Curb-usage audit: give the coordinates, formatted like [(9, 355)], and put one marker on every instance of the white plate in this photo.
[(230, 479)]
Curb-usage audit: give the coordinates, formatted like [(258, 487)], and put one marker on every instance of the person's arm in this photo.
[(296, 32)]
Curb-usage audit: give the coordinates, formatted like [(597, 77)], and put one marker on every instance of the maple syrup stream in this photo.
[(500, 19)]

- [What is needed]: Arrange every line of the material above as a Markdown table with the columns "Row" and "Line," numbering each row and leaving out any blank lines.

- [Solution to this exercise]:
| Row | Line |
|---|---|
| 1 | Curb-usage audit: give the coordinates, formatted like [(9, 355)], and put one marker on every instance of the white plate in this photo. |
| 2 | [(230, 479)] |
| 3 | Curb-usage audit: give the coordinates, formatted like [(258, 487)], and put one marker on every instance of the person's arm in this photo. |
| 4 | [(296, 32)] |
| 5 | Curb-usage audit: give the coordinates, formatted like [(597, 77)], and put one marker on every instance of the maple syrup stream in this photo. |
| 6 | [(500, 19)] |